(Data entries)
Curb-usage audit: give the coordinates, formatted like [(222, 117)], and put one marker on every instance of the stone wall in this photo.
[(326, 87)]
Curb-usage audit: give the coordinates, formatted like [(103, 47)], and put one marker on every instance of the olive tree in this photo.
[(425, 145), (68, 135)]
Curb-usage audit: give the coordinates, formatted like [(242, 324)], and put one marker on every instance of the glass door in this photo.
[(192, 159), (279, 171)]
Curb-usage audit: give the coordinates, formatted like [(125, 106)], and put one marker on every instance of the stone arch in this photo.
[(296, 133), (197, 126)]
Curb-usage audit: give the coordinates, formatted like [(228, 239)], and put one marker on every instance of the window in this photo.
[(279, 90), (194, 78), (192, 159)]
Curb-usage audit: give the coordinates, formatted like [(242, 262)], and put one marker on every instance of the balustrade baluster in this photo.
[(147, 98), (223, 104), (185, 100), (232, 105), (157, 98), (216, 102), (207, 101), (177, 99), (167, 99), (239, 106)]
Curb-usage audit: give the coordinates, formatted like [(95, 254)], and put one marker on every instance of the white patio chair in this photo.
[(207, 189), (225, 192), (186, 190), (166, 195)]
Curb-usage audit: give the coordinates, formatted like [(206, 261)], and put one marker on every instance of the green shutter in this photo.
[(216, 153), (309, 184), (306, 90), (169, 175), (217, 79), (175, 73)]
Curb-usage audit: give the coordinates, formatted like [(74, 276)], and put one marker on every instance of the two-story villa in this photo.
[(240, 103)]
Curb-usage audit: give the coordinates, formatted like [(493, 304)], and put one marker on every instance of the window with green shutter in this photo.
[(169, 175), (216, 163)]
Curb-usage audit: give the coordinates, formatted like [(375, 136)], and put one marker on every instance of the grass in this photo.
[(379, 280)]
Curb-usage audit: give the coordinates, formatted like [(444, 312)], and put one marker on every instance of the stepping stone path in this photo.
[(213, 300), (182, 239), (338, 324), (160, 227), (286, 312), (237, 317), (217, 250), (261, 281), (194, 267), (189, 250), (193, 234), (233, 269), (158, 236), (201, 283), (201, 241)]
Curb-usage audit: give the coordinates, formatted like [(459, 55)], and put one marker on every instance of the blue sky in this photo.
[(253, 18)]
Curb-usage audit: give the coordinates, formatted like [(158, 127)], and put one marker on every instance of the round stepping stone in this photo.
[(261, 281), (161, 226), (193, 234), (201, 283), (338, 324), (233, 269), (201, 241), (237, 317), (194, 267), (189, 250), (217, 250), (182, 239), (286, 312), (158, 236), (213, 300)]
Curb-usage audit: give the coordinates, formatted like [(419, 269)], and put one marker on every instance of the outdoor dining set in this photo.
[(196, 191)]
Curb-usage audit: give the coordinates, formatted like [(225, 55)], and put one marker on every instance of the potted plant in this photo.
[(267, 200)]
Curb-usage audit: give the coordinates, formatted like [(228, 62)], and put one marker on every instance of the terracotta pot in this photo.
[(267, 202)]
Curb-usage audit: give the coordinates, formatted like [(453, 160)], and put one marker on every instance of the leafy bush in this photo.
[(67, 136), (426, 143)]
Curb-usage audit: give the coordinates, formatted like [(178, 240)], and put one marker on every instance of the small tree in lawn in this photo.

Written exercise:
Reproduce every line of the listing above word for word, with nothing changed.

The output:
Curb-usage audit: give the coordinates, formatted like [(222, 117)], and put one marker on every instance of the stone wall in this photo.
[(326, 87)]
Curb-usage audit: give the coordinates, formatted like [(103, 47)], and put one marker on every instance of the olive tree in this photo.
[(425, 145), (68, 135)]
Curb-usage audit: give the coordinates, formatted like [(242, 324)], and put one marker on every instance of the glass door in this photo.
[(192, 159), (279, 171)]
Curb-usage audit: give the coordinates, formatted like [(125, 106)], and put one marker on every instance of the stone arch in this photo.
[(296, 133), (197, 126)]
Curb-usage audit: give the coordinates, formatted like [(228, 239)], and put one marker on every instance of the window in this photo.
[(279, 90), (194, 78), (192, 159)]
Curb-usage audit: give the coordinates, formatted like [(242, 262)], and put one marker on every instance of the balustrade baluster in this photo.
[(147, 98), (223, 104), (185, 100), (232, 105), (157, 98), (216, 102), (207, 101), (177, 99), (167, 99), (239, 106)]
Curb-usage audit: give the coordinates, formatted like [(95, 254)], and put one marker on every instance of the white patio chair in this photo.
[(207, 189), (225, 192), (186, 190), (166, 195)]
Curb-usage audit: give the coordinates, formatted like [(206, 261)], and put one marker on every instance of the green shutter in this photo.
[(216, 153), (309, 184), (306, 90), (169, 175), (217, 79), (175, 73)]
Curb-usage audit: give the coordinates, formatted like [(74, 276)], and put one marker on every instance of the two-story villa in this photo.
[(240, 103)]
Curb-usage audit: give the coordinates, formatted like [(493, 304)], and put one marker on every instance of the window with green shutter in this photo.
[(169, 175), (216, 163)]
Curb-usage audit: give the coordinates, formatted like [(375, 136)], and put one marker on every instance of the grass in this photo.
[(379, 280)]
Curb-usage audit: give the coordinates, formatted like [(444, 312)], and put one marker on every instance of the stepping stone path in this photo.
[(213, 300), (182, 239), (338, 324), (160, 227), (286, 312), (237, 317), (217, 250), (261, 281), (194, 267), (189, 250), (193, 234), (233, 269), (158, 236), (201, 283), (201, 241)]
Curb-usage audit: give the coordinates, formatted like [(459, 55)], and put one marker on every instance of the blue sky in this photo.
[(253, 18)]
Curb-usage audit: give the coordinates, formatted like [(158, 127)], and put one marker on every instance of the round stepping stone in this photo.
[(261, 281), (161, 226), (193, 234), (201, 283), (338, 324), (233, 269), (201, 241), (237, 317), (194, 267), (189, 250), (217, 250), (182, 239), (286, 312), (158, 236), (213, 300)]
Curb-usage audit: give the coordinates, formatted like [(419, 269)], and put one marker on every instance of the outdoor dining set in this photo.
[(196, 191)]
Curb-usage audit: give the coordinates, formatted like [(225, 55)], and put one marker on every instance of the potted plant in this photo.
[(267, 200)]
Curb-usage audit: give the coordinates, formatted like [(228, 62)], and put one marker on every instance of the terracotta pot in this photo.
[(267, 202)]
Curb-usage audit: give the coordinates, formatted like [(453, 160)], and put one marker on every instance of the leafy bush in this photo.
[(67, 136), (426, 143)]
Curb-usage audit: give the coordinates, formatted like [(178, 240)], and put one marker on every instance of the small tree in lawn in this photo.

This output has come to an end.